| PROBLEM |
Each record below should appear again exactly as written.

— begin TASK DATA —

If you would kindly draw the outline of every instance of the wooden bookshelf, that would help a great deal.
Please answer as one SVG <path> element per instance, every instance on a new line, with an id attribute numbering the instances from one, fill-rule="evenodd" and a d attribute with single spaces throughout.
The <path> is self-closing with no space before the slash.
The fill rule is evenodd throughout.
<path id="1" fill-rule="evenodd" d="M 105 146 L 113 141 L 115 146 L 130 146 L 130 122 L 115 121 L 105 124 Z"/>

— end TASK DATA —

| ANSWER TO THE PROBLEM |
If you would kindly draw the outline of every instance of the wooden bookshelf, that would help a great deal.
Please answer as one SVG <path> element per instance, every instance on a new line, with an id attribute numbering the instances from one, fill-rule="evenodd" and a d attribute with single spaces throughout.
The <path> is self-closing with no space before the slash.
The fill rule is evenodd throughout.
<path id="1" fill-rule="evenodd" d="M 105 146 L 113 141 L 115 146 L 130 146 L 130 122 L 115 121 L 105 124 Z"/>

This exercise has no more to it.